**Task item A:** In the review of historical graphic novels below, condense the paragraph beginning "That narrative runs, roughly" into a short bulleted list that keeps its main facts.
**Task item B:** Resume the review of historical graphic novels below, picking up right after its final sentence.

**Excerpt provided:**
• • • •
The teetering tower of review copies has yielded a bumper crop of historical goodness. Let's take a look chronologically:

"Taxes, the Tea Party and Those Revolting Rebels" (NBM, $14.99) is a history textbook disguised as a graphic novel. It makes history fun and memorable by using cartoon characters to explain and propel the narrative.

That narrative runs, roughly, from the early 1760s to 1789, bookended by the Writs of Assistance (the first of King George's onerous tax burdens on the American colonies to help pay for the Seven Years' War) and the adoption of the Bill of Rights. In between we get the Boston Tea Party, the Declaration of Independence, the Revolutionary War and the election of George Washington.

"Taxes" is written and drawn by Village Voice cartoonist Stan Mack, who has created other historical graphic novels, including "The Story of the Jews: A 4,000-Year History."

• Americans tend to think of the Japanese enemy in World War II as implacable, fanatical, faceless and terrifying. A new graphic novel by one of Japan's most celebrated manga artists shows the truth behind the (Western) legend.

"Onward Towards Our Noble Deaths" (Drawn & Quarterly, $24.95) follows some new recruits in a Japanese company on New Britain in what is now Papua New Guinea, from their arrival in 1943 to their deaths in 1945. I guess that's a spoiler of a sort, but really, you don't expect any other outcome when you experience these soldier's daily lives -- physical abuse from their superiors, starvation, irrational orders and more. And their deaths are due entirely to a culture we barely understand; when 81 soldiers miraculously survive a suicide attack, their commanders send them back on a second suicide attack to avoid losing face (and force several officers and NCOs to suicide).
• • • •
**Dataset records:**
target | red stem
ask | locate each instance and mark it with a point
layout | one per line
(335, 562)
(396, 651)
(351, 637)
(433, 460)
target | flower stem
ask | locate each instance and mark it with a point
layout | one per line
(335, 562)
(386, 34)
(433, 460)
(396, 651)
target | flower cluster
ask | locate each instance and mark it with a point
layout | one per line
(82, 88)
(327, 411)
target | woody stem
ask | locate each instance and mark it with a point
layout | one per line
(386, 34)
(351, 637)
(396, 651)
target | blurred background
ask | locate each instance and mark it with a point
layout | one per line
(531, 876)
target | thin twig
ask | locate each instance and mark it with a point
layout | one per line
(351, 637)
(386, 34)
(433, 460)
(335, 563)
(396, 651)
• • • •
**Exercise output A:**
- Time span: roughly the early 1760s to 1789
- Opening event: the Writs of Assistance, the first of King George's tax burdens on the American colonies, meant to help pay for the Seven Years' War
- Closing event: the adoption of the Bill of Rights
- Events in between: the Boston Tea Party, the Declaration of Independence, the Revolutionary War and the election of George Washington

**Exercise output B:**
"Deaths" is written and drawn by someone who knows this story, because he lived it. Writer/artist Shigeru Mizuki, now 90, is not only one of Japan's most celebrated manga artists, but a veteran of World War II, which claimed one of his arms. And the only reason he survived is because he was hospitalized with battle injuries and malaria when his company was sent to its death.

Any roadblocks evaporate fairly quickly, given the story's lively pace, rough humor, endearing characterizations ... and suffocating sense of inevitable doom.

• Baby boomers like to joke about how the future predicted when they were children, complete with flying cars and personal jetpacks, failed to materialize. Writer/artist Brian Fies ("Mom's Cancer") decided to tackle the topic directly.

"Whatever Happened to the World of Tomorrow?" (Abrams ComicArts, $14.95) is much more than a one-joke premise, though. It uses a father-son pair in five different decades to explore what each generation expected of the future, plus how the generation gap played itself out. Fies also includes a great deal of history about science fiction through the years, supplemented by comic-book stories starring "Captain Crater and the Cosmic Kid" rendered in different styles to reflect different eras of comic books. That's a lot of information packed into a small space, but Fies has a breezy style that makes it painless.